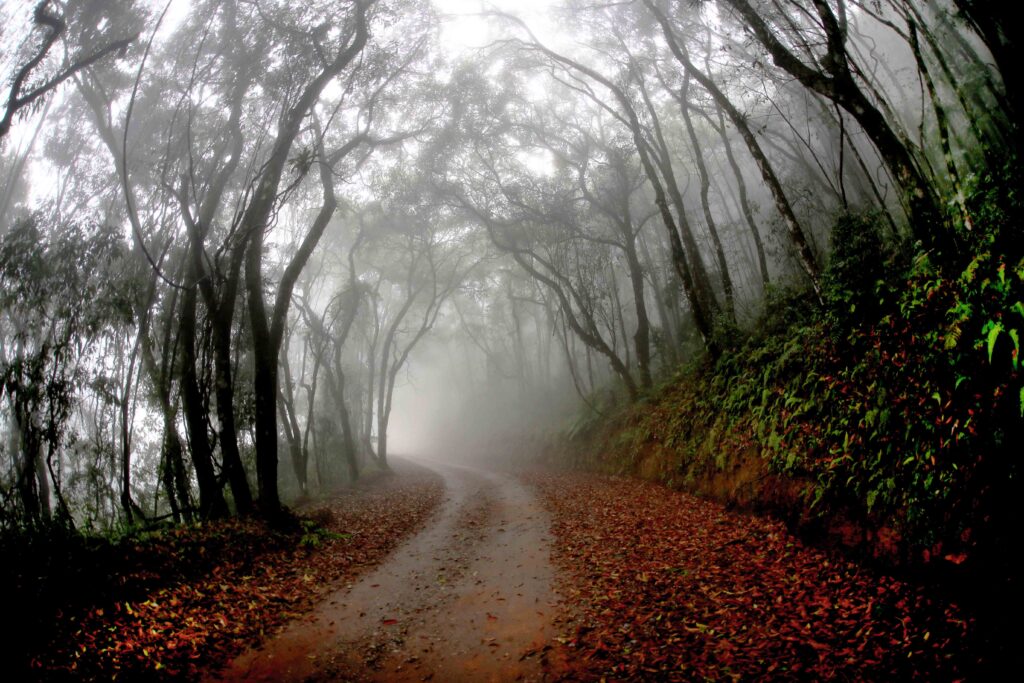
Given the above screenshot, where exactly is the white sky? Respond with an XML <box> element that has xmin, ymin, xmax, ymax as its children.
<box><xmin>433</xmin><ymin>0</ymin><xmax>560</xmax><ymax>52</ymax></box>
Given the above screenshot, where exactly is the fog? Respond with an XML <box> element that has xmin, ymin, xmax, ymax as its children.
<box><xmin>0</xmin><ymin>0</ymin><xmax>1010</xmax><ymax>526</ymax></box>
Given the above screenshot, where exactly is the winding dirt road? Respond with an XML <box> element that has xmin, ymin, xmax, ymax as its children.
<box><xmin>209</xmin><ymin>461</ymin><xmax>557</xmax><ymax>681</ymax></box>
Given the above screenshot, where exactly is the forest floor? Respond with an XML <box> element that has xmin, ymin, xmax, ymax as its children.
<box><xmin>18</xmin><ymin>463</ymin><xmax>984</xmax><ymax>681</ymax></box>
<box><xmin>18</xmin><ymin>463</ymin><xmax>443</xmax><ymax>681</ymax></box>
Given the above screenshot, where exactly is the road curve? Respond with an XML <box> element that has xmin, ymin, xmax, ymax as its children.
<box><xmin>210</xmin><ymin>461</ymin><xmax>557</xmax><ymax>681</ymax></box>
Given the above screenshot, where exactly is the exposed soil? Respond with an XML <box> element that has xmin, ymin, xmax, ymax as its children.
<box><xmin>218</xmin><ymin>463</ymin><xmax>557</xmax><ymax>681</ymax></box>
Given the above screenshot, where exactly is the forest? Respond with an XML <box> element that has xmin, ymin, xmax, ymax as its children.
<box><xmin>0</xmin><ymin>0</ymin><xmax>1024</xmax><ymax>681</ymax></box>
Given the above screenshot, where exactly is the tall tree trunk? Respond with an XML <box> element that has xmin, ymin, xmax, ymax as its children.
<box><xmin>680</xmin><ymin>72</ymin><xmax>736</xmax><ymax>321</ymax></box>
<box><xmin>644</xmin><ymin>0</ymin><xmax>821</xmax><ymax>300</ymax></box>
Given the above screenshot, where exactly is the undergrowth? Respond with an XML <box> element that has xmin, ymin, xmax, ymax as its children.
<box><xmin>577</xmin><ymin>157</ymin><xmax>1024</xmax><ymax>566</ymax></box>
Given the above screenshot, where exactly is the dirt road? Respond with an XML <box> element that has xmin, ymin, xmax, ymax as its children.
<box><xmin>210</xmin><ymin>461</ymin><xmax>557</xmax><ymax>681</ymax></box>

# # # #

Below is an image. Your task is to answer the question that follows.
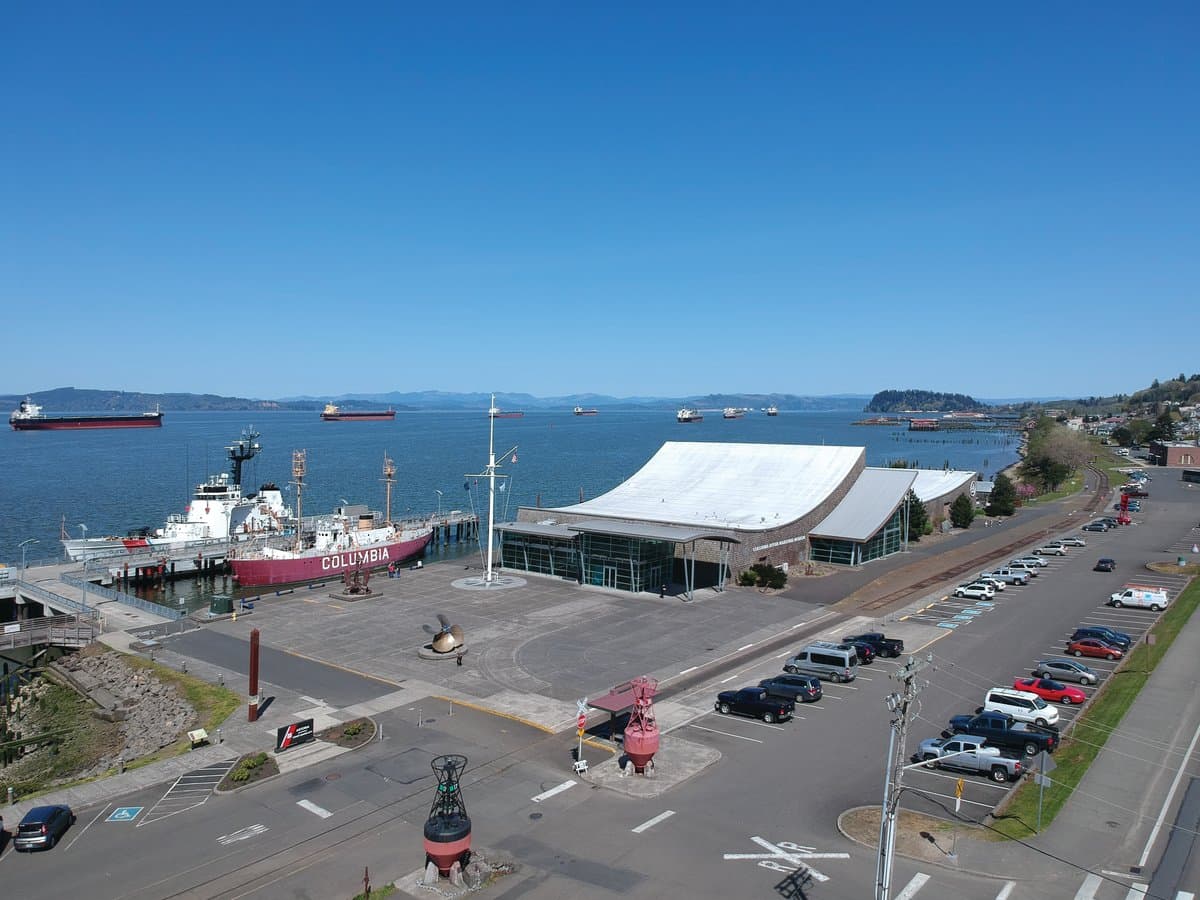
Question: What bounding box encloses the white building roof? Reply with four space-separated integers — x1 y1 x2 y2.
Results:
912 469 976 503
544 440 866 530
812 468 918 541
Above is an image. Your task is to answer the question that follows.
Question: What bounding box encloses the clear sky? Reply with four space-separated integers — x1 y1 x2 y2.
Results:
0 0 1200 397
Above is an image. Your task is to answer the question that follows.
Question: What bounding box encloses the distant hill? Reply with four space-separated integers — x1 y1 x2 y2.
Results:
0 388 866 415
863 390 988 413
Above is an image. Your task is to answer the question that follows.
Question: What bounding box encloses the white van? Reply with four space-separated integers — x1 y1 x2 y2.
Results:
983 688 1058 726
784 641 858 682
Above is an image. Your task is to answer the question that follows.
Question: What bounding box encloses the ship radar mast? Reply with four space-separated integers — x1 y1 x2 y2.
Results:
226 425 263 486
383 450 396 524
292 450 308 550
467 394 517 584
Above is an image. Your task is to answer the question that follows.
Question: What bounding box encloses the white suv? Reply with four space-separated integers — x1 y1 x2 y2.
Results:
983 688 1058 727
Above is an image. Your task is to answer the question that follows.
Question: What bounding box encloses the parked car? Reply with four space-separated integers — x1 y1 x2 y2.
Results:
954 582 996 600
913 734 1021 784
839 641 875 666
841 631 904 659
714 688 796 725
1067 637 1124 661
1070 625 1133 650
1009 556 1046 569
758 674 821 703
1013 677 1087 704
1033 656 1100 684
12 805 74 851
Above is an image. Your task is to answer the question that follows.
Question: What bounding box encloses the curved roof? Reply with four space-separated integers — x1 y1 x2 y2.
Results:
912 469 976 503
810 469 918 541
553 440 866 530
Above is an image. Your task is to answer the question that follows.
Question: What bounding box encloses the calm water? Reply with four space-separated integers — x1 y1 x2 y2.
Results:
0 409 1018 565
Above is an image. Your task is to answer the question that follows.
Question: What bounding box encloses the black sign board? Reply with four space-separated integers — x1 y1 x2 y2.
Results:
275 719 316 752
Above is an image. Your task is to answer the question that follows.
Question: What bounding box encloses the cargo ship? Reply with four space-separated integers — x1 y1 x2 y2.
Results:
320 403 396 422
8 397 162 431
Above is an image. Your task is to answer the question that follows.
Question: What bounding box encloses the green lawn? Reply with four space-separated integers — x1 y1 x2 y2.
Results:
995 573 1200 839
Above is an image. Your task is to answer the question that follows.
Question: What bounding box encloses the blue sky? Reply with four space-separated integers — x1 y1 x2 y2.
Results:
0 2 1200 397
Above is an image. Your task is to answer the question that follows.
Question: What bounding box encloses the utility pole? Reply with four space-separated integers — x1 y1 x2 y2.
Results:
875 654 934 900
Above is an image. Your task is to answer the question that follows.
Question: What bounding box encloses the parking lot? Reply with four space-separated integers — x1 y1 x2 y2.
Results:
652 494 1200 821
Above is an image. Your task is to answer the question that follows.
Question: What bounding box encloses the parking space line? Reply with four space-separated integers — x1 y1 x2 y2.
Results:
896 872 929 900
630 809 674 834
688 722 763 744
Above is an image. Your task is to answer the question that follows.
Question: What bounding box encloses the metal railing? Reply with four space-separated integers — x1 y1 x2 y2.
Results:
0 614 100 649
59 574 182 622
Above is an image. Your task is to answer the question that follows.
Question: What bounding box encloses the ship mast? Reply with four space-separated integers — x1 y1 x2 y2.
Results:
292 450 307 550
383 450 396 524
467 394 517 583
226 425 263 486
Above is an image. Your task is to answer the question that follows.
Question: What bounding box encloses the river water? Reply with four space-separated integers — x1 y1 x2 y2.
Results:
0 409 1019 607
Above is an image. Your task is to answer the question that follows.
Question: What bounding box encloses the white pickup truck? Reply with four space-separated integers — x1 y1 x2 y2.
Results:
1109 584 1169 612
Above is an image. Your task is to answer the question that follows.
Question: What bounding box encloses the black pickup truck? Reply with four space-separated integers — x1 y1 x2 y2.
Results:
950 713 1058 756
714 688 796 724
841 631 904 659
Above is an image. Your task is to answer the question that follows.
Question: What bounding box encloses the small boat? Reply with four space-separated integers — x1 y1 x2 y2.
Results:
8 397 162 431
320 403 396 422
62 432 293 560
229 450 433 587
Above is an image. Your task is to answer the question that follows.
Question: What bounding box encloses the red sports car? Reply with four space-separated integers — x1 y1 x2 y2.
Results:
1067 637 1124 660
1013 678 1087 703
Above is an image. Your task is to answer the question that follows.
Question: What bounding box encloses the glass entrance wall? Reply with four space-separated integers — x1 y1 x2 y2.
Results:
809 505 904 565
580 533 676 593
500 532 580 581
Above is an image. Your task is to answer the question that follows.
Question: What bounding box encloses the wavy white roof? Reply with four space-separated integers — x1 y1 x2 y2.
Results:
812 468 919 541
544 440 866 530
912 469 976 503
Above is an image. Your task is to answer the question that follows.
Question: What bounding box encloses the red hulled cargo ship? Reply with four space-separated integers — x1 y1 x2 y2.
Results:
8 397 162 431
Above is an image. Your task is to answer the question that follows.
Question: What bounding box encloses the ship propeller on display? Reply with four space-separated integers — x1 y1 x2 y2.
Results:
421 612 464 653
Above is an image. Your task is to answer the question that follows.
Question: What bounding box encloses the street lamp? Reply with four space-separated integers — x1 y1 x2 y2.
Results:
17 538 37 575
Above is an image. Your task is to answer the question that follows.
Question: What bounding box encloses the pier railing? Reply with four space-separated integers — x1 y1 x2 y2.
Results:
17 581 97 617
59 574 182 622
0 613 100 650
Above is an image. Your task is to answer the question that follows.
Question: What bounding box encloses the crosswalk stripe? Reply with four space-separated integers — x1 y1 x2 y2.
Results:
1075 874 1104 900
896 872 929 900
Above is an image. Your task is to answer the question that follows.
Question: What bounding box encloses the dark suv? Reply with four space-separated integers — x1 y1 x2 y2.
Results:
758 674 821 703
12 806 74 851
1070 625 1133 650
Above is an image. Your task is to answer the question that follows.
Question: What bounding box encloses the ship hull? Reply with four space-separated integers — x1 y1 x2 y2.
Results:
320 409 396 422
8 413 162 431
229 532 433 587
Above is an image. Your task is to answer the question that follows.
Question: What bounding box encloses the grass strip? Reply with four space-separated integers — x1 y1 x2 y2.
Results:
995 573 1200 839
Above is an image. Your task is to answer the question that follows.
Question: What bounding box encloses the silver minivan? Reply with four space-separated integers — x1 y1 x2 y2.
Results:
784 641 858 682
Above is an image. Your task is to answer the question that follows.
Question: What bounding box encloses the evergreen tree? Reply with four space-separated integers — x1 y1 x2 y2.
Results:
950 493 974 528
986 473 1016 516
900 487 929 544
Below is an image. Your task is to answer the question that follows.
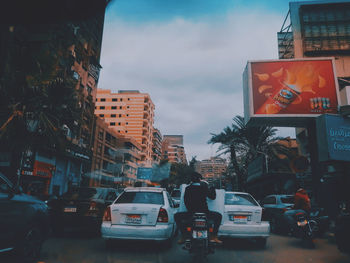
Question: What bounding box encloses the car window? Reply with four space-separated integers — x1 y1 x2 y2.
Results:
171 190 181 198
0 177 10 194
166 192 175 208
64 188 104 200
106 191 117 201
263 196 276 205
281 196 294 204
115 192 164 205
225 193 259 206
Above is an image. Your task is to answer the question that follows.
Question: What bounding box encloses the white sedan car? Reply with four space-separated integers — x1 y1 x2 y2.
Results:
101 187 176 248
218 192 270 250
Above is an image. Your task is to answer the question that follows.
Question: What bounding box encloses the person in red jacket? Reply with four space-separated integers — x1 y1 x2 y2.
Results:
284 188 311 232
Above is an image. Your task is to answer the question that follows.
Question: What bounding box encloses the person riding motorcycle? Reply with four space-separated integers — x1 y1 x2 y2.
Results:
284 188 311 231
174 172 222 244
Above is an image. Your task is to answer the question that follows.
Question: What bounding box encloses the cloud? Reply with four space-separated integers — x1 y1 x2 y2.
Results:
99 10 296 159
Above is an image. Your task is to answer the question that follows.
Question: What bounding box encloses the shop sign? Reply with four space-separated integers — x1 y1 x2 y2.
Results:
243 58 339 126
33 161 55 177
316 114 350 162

# # # #

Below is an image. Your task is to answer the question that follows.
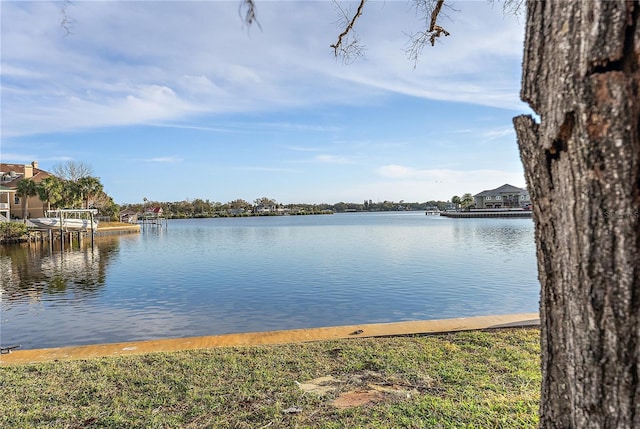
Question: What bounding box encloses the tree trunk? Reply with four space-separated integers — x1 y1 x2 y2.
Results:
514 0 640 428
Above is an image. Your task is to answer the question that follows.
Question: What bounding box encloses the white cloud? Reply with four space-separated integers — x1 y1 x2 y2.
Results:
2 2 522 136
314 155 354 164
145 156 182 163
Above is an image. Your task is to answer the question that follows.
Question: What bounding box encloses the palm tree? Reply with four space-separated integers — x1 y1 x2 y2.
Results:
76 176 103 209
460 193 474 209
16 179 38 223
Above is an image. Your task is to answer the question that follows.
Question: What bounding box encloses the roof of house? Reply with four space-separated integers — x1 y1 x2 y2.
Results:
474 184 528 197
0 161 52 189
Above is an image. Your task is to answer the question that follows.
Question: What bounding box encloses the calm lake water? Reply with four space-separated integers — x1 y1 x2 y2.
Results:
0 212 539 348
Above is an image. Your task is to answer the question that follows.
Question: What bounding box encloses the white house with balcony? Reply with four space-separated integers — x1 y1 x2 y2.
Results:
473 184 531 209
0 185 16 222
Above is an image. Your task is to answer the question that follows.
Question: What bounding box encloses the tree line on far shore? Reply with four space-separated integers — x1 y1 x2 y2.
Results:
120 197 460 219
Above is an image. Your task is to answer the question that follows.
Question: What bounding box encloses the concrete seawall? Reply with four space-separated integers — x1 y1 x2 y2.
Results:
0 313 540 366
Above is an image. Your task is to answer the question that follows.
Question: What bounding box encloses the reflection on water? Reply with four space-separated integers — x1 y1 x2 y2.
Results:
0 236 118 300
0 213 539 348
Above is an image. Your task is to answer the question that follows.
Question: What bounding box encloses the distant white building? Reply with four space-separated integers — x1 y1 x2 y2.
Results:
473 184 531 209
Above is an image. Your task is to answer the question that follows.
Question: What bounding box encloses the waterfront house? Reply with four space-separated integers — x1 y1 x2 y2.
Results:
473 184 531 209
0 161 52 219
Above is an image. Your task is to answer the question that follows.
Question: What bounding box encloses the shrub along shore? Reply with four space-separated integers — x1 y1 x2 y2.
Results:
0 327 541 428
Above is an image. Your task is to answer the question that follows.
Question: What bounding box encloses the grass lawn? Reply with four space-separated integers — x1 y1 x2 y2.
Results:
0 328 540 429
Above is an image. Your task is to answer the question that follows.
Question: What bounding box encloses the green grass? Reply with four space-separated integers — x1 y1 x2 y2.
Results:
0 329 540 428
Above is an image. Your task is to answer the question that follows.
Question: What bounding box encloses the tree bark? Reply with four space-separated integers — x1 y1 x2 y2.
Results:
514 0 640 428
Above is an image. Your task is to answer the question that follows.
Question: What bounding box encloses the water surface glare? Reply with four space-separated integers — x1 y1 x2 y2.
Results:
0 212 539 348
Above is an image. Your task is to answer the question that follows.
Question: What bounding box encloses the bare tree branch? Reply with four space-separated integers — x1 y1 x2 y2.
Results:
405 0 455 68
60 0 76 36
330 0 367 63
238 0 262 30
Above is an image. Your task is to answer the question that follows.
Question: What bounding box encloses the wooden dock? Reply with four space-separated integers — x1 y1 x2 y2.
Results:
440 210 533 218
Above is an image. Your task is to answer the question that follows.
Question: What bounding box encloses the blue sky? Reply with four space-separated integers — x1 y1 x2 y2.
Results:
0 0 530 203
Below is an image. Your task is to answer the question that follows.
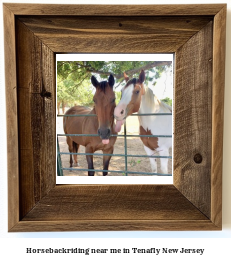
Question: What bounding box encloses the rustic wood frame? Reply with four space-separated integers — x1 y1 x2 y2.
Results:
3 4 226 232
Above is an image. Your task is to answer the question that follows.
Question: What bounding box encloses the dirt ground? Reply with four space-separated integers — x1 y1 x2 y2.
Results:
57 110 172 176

# # # #

- Written task
Pick out every line of the material that contains the word "black", and copy each of those lines.

- Written solution
Question: What bounding box encloses the black sign board? Reply with four space-separated integers — x1 y1 x2 y2.
Question: What bounding box encloses the black pickup truck? Reply with four space-separated integers — x1 y1 x2 y2.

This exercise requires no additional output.